[Dataset records]
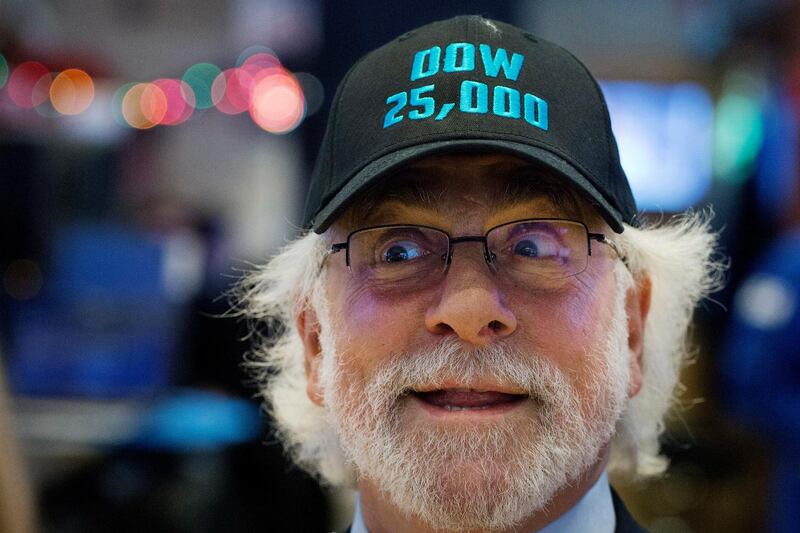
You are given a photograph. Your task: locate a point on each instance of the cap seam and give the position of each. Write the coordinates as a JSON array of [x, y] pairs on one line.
[[386, 150], [335, 119]]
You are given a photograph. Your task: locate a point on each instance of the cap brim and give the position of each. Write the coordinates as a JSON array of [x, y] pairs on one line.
[[376, 169]]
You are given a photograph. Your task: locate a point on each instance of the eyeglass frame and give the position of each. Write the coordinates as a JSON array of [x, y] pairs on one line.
[[487, 255]]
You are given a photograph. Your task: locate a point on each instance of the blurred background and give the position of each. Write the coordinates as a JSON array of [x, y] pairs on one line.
[[152, 150]]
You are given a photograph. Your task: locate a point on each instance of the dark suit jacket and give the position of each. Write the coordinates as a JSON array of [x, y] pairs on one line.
[[625, 522]]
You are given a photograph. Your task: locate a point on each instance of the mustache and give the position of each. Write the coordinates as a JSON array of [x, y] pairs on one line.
[[449, 363]]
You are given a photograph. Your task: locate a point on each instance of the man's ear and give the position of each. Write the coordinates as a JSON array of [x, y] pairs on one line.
[[637, 306], [308, 328]]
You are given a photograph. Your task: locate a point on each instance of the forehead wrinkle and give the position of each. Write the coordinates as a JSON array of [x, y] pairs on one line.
[[426, 188]]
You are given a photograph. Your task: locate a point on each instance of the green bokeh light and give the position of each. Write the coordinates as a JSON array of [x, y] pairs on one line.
[[200, 78], [116, 104], [3, 71], [739, 135]]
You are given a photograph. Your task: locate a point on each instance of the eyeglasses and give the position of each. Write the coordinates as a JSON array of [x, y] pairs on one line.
[[538, 253]]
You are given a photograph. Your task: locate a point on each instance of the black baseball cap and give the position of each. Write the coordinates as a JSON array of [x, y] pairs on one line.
[[468, 84]]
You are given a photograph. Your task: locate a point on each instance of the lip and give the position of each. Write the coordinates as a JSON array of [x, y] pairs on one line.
[[471, 387], [468, 414]]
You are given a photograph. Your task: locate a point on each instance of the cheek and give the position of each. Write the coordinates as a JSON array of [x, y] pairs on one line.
[[373, 327], [563, 326]]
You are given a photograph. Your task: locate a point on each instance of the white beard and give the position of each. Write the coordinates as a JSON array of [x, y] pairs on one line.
[[457, 477]]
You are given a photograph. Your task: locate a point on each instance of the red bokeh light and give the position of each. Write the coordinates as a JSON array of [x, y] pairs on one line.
[[29, 84]]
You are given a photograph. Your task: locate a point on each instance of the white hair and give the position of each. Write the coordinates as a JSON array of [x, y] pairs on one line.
[[678, 256]]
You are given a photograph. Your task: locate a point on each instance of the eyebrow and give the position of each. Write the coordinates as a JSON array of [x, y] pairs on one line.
[[526, 184]]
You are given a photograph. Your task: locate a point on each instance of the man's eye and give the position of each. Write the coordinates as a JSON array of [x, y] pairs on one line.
[[533, 246], [402, 251]]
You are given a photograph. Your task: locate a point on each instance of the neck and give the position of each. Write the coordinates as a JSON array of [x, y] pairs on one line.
[[382, 516]]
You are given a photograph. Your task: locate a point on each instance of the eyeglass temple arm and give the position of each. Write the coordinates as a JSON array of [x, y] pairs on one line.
[[600, 237], [337, 247]]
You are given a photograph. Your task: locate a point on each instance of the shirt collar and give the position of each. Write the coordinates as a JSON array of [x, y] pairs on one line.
[[594, 513]]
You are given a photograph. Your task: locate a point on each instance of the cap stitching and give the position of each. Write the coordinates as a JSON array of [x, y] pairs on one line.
[[335, 117], [471, 135]]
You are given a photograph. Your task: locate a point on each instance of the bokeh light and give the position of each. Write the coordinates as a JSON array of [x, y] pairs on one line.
[[116, 104], [153, 103], [277, 104], [180, 101], [232, 90], [40, 95], [200, 78], [72, 92], [24, 79], [22, 279], [133, 108], [3, 71]]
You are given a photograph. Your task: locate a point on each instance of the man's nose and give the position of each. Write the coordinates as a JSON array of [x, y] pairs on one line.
[[471, 304]]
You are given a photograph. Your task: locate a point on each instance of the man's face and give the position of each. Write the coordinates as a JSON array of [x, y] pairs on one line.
[[470, 402]]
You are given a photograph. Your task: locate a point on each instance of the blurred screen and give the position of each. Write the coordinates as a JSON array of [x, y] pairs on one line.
[[665, 140]]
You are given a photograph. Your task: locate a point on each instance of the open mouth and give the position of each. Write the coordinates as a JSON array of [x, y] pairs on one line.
[[466, 399]]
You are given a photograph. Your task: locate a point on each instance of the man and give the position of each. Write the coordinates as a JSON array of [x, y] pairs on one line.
[[475, 330]]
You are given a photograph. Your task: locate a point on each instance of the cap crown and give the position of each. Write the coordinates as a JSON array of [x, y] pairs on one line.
[[466, 78]]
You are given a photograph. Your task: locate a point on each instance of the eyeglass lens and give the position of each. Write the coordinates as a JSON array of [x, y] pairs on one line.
[[533, 252]]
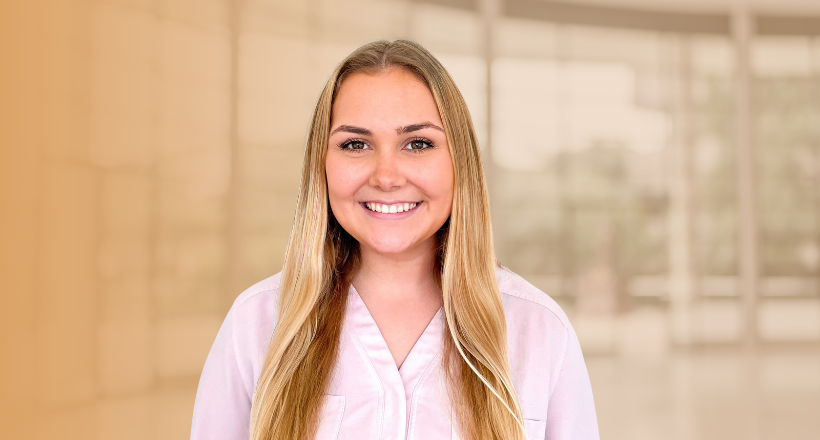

# Exercise requirements
No images belong in the copy. Transcribe every record exactly.

# Exercise output
You are given a photograph. Your task: locate a point on each instance of the cap seam and give the position of each. Write the coordinates as a JSON array of [x, y] pairs on one line.
[[386, 150], [335, 119]]
You are given a photograph. Your task: locate a point on each instance of the cap brim and give the position of each. Write the coordinates as a JSON array of [x, y] pairs on one line.
[[376, 169]]
You are given a photograph. Your task: locate a point on each instance of the eyeglass frame and give the position of each. Write the coordinates as a JSON array of [x, y] pairs on one line.
[[487, 255]]
You are given a photograph. Your task: locate a point on each instance of the blurred background and give the position of each. Write the coordinates as a JSON array of [x, y] pairs on one line.
[[152, 150]]
You are given a photograph. Your task: locate a point on each instance of the dark suit jacket and give the position of each. Write the coordinates as a JSON array of [x, y] pairs on one line.
[[625, 522]]
You are given a photograph. Your task: locate a point on each instance of the mustache and give the position of each. Write the coordinates as a JSON array of [x, y] pairs on one line.
[[449, 363]]
You are given a photograph. Your task: locate a point on each instance of the man's ear and give the position of each. Write the coordinates as a JSON array of [x, y] pairs on one line.
[[637, 306], [308, 328]]
You are given a photograph. Your task: locate a point on each instance of the forehead wrinkle and give the position of each. Write the coordinates as a JSON array of [x, y] pairs on one line.
[[426, 188]]
You are given a photograph. Your task: locate a point on each instance of the green bokeh light and give the position of each. Write the coordinates as a JSON array of [x, y] pairs on one line.
[[200, 78], [116, 104], [3, 71], [739, 135]]
You are given a photograph. Your task: locate a point on each instance of the eyeglasses and give the position of each. Write the coordinates as a JSON array of [x, y] pairs on one line.
[[538, 253]]
You are given a photograph. Your task: locate a point on each instance of the black baseball cap and give the position of each. Write the coordinates as a JSON array of [x, y] pairs on one line.
[[468, 84]]
You are given a photograph. Your task: locate a point on each instance of the lip and give the position of each. Write the coordinates as a JSON array of [x, y] pairs on one line.
[[471, 387], [468, 414]]
You are given a photograph. Your task: locate a point on each instance of the cheek and give the position of each. Write the coordinates as a JSON array of [x, y] pairs on one line.
[[373, 327], [563, 326]]
You are given a photograph. Your task: locate a point on each instance of the white beard and give the position of each. Write the coordinates as a JSON array of [x, y] pairs on one line.
[[457, 477]]
You are given a photograph. Your task: locate a point on each instance of the red bokeh light and give the position of each. Write the coordinates as a JSON array of [x, y] pairs on one line.
[[29, 84]]
You are given a photograph. Your task: locate a point on each instance of the white hair and give the position of each. Write the coordinates as a JSON array of [x, y] pairs on one line.
[[678, 256]]
You are given a photograph. Your task: locate a point on each instance of the eyebrow and give the position of each. Write the coordinates as a JSON array of [x, y] pairs on one line.
[[526, 184]]
You are given a photograph. Your task: locate a point on each instance of the man's eye and give the position of each. Write the coordinates as a JSON array of [x, y] pairs on one line.
[[533, 246], [402, 251]]
You are given a photograph. Your task: locate a point on each instance of the neck and give the position of each. Write the coordinates as a JSON array of [x, y] pairs on one line.
[[382, 516]]
You are given a photograph. Your task: locate a point on each instance of the eyeglass temple arm and give the position of each. Write the coordinates as a JSON array of [x, y] pairs on one line.
[[600, 237], [337, 247]]
You are given a photograph. Your task: locate a point on each instance of the shirt collar and give the position of each. Write the coordinates as a JSON array of [x, y] pairs on one line.
[[594, 513]]
You are given a photograph. Your task: locate a point on each instance of the cap stitching and give the position of each. Write the coordinates as a JSON array of [x, y] pairs on one line.
[[335, 117], [471, 135]]
You are given a photograph. Your task: locate a point on each instance of the bokeh light and give the position of each. Write the coordinates as a JSON array of [x, y] pairs on one line.
[[116, 104], [153, 103], [277, 104], [180, 101], [232, 90], [40, 95], [200, 78], [72, 92], [24, 79], [22, 279], [133, 108], [3, 71]]
You are given a photograph. Your task: locate a point on each instance of the man's nose and give the position of each. Write the coordinates as a JSON array of [x, y] pairs on one line.
[[471, 304]]
You are given a photograph. Your task: locate a point on each instance of the man's face and give the position of each. Write the coordinates as a JSON array of [x, y] pairs on one line.
[[470, 402]]
You are given a photograph. Your task: locate a point on each instance of the blurred screen and give the position of each. Write the coordinates as a JSON array of [x, y] pairs on one line.
[[665, 140]]
You are given a photograph. Your task: locate a point on each instance of the open mouth and give the position of each. Write the coordinates as a JSON array of [x, y] pairs on one line.
[[466, 399]]
You are given a photograph. Your task: locate a point on each instance of the man and give the position of each. Write the coordinates as a JSON array of [x, y] pairs on one line.
[[475, 330]]
You are given a photograph. Your task: locate a point on each instance of the cap crown and give the position of each. Write the coordinates as a JSON array of [x, y] pairs on one line.
[[466, 78]]
You are given a photograph. Your task: locate a point on each instance of the eyeglass lens and give the position of each. Write the coordinates as a JSON array of [x, y] pairs on one line.
[[533, 252]]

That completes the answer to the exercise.